#### EXERCISE BRIEF:
Can you copy out the records below word for word, starting at the line that contains "Step 1: Look at the image. Step 2: Find woman's face." and ending with the line that contains "[23,9,364,259]"?

#### SOURCE RECORDS:
....................

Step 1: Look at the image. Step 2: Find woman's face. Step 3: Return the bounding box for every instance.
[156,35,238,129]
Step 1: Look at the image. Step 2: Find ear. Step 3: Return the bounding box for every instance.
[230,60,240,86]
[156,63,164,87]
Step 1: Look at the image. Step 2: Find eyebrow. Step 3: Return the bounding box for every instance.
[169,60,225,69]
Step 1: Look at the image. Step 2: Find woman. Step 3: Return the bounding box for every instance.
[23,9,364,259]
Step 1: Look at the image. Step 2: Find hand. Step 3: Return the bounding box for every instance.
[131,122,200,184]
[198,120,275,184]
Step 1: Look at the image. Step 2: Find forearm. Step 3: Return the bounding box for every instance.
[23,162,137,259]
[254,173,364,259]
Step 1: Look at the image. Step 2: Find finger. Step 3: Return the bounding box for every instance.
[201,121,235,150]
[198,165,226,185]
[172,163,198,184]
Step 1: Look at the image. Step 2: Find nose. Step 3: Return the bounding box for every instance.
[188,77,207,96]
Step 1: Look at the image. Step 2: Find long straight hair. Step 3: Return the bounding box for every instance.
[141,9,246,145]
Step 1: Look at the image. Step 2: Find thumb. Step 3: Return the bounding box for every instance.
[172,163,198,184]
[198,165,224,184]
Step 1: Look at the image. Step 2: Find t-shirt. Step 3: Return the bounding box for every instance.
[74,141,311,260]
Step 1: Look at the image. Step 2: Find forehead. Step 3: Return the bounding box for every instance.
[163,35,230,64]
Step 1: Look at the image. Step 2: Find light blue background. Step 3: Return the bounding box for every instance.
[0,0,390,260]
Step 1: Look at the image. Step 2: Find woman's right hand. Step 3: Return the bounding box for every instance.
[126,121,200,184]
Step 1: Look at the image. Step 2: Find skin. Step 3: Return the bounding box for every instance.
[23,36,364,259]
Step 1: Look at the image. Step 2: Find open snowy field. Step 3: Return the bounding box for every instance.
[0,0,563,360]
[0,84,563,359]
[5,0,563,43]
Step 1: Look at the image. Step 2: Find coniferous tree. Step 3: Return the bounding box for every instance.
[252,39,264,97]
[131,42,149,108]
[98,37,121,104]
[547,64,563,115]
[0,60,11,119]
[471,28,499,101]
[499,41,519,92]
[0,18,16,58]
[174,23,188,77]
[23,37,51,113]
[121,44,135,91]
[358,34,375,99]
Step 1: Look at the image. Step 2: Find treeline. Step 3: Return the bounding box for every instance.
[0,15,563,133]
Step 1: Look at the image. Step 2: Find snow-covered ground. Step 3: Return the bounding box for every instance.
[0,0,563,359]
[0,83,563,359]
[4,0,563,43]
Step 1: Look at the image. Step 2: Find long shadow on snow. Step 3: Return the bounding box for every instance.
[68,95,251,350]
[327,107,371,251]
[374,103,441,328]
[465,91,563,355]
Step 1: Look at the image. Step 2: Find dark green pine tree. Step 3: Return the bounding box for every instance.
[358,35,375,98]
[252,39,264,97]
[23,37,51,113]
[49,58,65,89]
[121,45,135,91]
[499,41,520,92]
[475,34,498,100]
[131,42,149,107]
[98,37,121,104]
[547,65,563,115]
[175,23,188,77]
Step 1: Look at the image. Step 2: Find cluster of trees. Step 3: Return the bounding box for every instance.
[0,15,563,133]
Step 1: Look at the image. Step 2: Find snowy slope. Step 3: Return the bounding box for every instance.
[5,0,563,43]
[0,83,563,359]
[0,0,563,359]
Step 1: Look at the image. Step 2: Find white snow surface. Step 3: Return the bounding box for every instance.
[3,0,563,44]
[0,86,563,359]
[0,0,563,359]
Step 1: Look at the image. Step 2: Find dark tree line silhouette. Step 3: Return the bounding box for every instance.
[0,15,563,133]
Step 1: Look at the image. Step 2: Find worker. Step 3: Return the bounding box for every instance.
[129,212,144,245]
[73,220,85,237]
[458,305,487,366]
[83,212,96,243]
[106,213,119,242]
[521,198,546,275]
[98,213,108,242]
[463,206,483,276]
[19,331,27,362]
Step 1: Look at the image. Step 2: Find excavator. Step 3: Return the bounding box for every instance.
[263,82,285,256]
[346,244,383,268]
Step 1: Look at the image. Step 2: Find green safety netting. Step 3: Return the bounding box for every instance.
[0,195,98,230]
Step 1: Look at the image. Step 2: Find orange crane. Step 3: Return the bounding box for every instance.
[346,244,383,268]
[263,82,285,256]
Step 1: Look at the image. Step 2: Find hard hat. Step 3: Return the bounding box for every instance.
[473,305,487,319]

....................

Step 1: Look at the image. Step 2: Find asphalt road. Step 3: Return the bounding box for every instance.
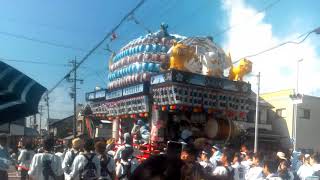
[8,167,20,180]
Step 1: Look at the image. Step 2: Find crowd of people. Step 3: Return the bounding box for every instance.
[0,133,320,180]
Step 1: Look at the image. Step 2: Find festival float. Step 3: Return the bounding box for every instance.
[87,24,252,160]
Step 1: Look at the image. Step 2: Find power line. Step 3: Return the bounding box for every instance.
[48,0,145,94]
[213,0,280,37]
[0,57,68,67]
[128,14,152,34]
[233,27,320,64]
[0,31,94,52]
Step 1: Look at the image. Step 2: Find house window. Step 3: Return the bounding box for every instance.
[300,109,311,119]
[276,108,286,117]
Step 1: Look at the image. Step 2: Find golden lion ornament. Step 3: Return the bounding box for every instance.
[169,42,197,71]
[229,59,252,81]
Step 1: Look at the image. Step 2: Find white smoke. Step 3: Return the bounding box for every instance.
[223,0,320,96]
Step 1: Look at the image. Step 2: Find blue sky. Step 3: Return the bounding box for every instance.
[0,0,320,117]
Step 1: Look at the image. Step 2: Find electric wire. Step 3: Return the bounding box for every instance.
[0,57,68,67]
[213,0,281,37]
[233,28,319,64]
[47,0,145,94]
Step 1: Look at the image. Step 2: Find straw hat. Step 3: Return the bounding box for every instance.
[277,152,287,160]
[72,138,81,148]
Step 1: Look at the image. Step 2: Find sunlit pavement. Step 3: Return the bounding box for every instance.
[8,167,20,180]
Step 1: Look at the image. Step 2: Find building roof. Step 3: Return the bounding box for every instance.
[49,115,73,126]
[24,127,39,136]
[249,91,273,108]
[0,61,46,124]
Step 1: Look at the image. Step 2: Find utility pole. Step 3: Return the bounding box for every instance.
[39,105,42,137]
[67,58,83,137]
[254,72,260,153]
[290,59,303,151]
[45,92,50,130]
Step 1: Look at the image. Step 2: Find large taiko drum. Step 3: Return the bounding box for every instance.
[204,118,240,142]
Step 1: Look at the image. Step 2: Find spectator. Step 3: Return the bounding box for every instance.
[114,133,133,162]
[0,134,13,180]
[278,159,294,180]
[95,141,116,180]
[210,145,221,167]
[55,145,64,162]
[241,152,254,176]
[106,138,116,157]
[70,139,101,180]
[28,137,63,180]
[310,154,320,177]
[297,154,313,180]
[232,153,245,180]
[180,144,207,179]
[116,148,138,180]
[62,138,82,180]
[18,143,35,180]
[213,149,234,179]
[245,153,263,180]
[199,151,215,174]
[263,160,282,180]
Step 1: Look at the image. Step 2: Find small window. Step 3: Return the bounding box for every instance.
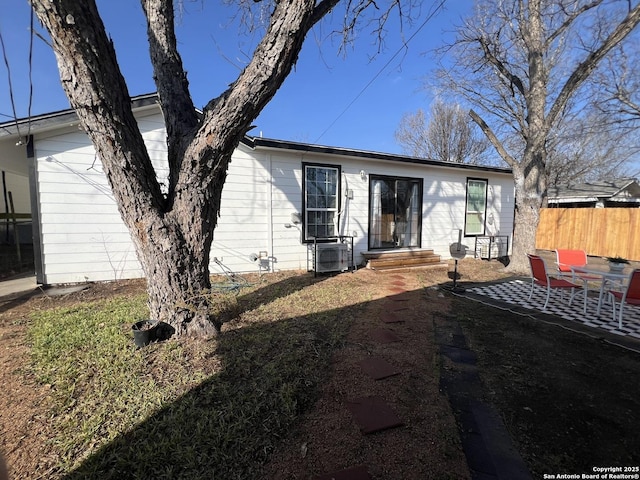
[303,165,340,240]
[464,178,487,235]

....................

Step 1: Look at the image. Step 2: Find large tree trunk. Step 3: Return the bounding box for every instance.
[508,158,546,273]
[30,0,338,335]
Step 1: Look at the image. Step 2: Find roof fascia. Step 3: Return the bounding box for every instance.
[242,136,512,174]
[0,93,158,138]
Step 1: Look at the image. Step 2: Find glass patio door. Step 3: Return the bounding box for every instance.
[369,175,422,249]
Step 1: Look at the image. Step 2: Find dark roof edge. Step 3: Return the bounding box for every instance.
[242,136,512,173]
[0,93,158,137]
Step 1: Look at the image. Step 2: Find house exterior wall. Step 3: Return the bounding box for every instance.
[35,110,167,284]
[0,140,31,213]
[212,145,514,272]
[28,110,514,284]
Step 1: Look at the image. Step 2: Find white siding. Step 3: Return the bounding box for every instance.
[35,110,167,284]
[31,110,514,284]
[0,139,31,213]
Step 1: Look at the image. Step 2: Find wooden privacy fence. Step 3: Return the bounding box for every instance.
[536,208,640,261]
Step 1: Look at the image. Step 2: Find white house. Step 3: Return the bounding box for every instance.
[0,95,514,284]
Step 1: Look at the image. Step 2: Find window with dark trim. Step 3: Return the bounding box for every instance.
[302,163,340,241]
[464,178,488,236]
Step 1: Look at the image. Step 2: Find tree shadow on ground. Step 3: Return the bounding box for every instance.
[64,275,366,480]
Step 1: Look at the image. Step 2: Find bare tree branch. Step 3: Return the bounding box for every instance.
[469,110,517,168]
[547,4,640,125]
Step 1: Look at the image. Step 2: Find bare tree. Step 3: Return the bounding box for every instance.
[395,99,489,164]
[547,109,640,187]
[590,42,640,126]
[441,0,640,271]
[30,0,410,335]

....................

#### ANSWER TO THE EXERCISE:
Step 1: Look at the image. Step 2: Find woman's face. Step 3: Return the bounding box for every instance.
[156,35,238,129]
Step 1: Look at the image. Step 2: Find ear. Step 3: Return the bounding box for every instance.
[230,60,240,86]
[156,63,164,87]
Step 1: Look at the image. Step 2: Find eyebrow. Step 3: Return the bounding box for every instance.
[169,60,225,69]
Step 1: Look at the image. Step 2: Find woman. Step 3: Return the bounding box for every instance.
[23,9,364,259]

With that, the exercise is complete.